• **PAGE EXCERPT**

Survey details the hard road travelled by China’s victims of pneumoconiosis

31 July 2014

A new survey of 612 migrant workers in eight provinces across China revealed that the process of seeking compensation for pneumoconiosis was expensive, time consuming and brought little reward.

Pneumoconiosis is by far the most serious occupational disease in China, with an estimated six million victims, nearly all of whom are migrant workers. Pneumoconiosis can only be contracted by working in a high-dust environment such as a mine, construction site or mineral processing factory for a sustained period of time. Every single case of pneumoconiosis in China should, by right, be classified as an occupational disease, yet according to a new survey by the charity organization Love Save Pneumoconiosis (大爱清尘), only 25.7 percent of migrant workers with pneumoconiosis even bother to seek compensation from the government or their employer.

Such apparent apathy can perhaps be explained by that fact that, according to the survey, only 17.3 percent of those migrant workers with pneumoconiosis who sought compensation actually got any compensation. The survey of 612 migrant workers in eight provinces across China revealed that the process of seeking compensation was expensive, time consuming and brought little reward. More than 77 percent of those workers who did obtain compensation got less than 60,000 yuan.

More than 90 percent of respondents described the process of seeking compensation as either “very difficult” or “quite difficult.” Some campaigns for compensation lasted six years, while the average time period was nearly 17 months. And the average expenditure during this time was 6,529 yuan.

• **ACTIVITY 1**
List each example of a high-dust work environment that the pneumoconiosis survey article names.
• **ACTIVITY 2**
In the pneumoconiosis survey article, take the part that opens with the words "A new survey of" and closes with "or their employer.", and write it out with "migrant workers" swapped for "laborers".

• **PROVIDED DATA**

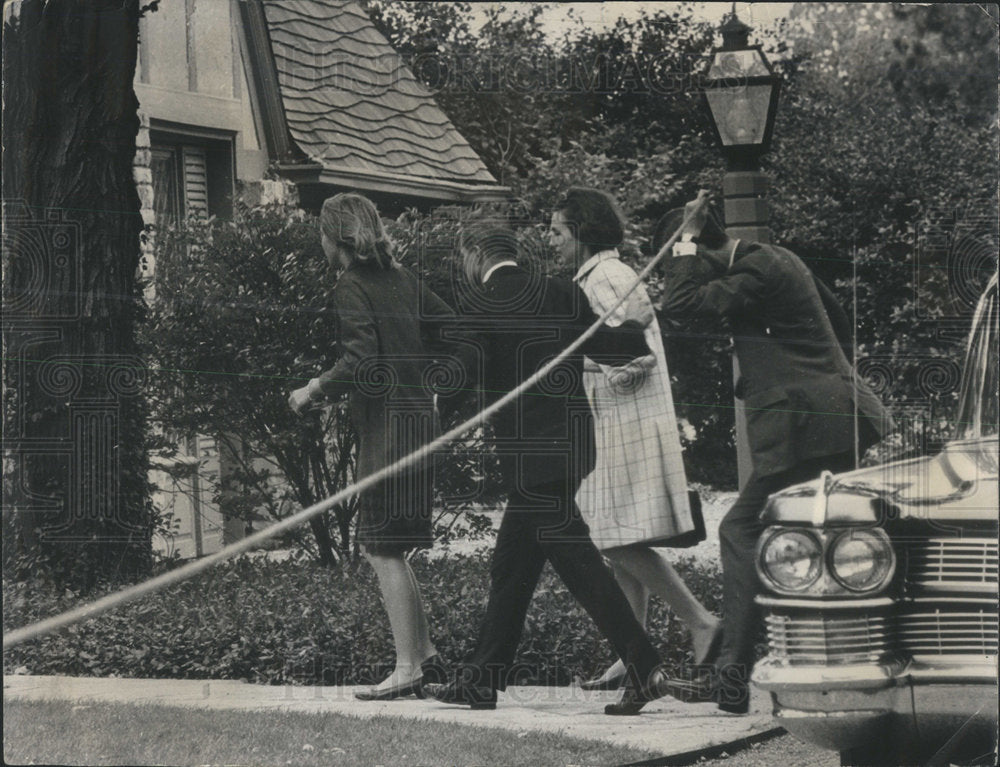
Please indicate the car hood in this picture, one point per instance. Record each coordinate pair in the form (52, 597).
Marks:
(959, 483)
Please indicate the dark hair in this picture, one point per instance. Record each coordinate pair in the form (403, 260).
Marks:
(352, 221)
(495, 242)
(595, 217)
(712, 234)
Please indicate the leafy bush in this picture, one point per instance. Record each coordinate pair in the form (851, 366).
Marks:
(296, 622)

• **TASK ANSWER 1**
a mine
a construction site
a mineral processing factory

• **TASK ANSWER 2**
A new survey of 612 laborers in eight provinces across China revealed that the process of seeking compensation for pneumoconiosis was expensive, time consuming and brought little reward.

Pneumoconiosis is by far the most serious occupational disease in China, with an estimated six million victims, nearly all of whom are laborers. Pneumoconiosis can only be contracted by working in a high-dust environment such as a mine, construction site or mineral processing factory for a sustained period of time. Every single case of pneumoconiosis in China should, by right, be classified as an occupational disease, yet according to a new survey by the charity organization Love Save Pneumoconiosis (大爱清尘), only 25.7 percent of laborers with pneumoconiosis even bother to seek compensation from the government or their employer.